Records drawn from a dataset

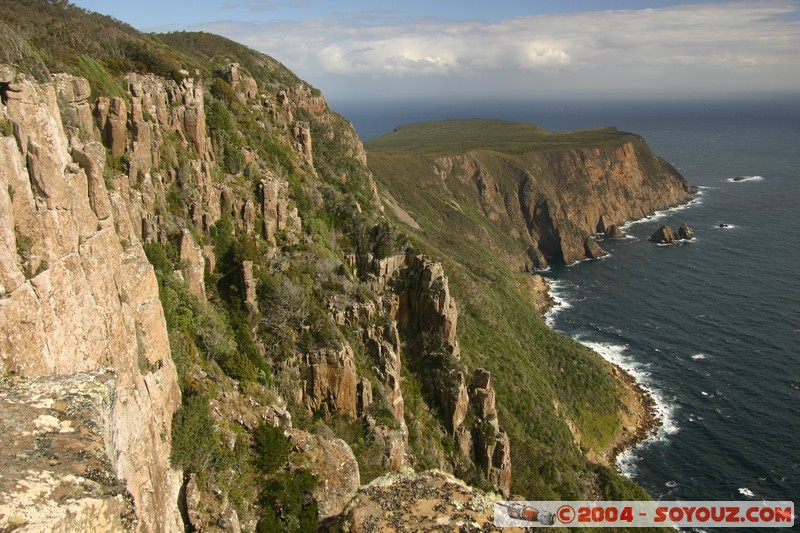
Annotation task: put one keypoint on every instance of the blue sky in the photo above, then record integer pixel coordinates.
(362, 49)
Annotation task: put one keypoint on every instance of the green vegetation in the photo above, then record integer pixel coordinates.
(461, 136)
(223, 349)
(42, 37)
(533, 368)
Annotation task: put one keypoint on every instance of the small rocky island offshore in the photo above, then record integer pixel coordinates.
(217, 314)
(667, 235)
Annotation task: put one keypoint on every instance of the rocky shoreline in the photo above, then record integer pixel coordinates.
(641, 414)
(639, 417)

* * *

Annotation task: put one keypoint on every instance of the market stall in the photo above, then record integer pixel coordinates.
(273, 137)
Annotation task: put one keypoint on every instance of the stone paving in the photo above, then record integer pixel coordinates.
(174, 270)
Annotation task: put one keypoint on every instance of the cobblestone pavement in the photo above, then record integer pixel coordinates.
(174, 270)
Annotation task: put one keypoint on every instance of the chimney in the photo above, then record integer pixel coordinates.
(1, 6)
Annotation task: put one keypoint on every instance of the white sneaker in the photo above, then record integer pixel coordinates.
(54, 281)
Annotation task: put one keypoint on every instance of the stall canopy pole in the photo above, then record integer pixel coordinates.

**What to work on**
Beginning at the line above with "Annotation task: put one keypoint on every instance of the stone" and finishing at the line with "Annotation task: put one keypoint on every instance of the stall", return each line exactly and return nothing else.

**Answer below**
Annotation task: put one keypoint on every instance of the stone paving in the photo above, then record integer pixel coordinates.
(174, 270)
Annotation task: put one keypoint on every instance of the cobblestone pavement in the photo above, then record integer pixel coordinates.
(174, 270)
Annotation task: put one keypoint on every instance of the chimney in the photo above, then record integer pixel coordinates.
(1, 6)
Annotation task: put one keypoint on every instance of the white sneaker in the photo above, then record integer pixel coordinates.
(54, 281)
Annotation task: put one keypoint on every instance of the stall canopy pole in the photo above, then record integer pixel coordinates.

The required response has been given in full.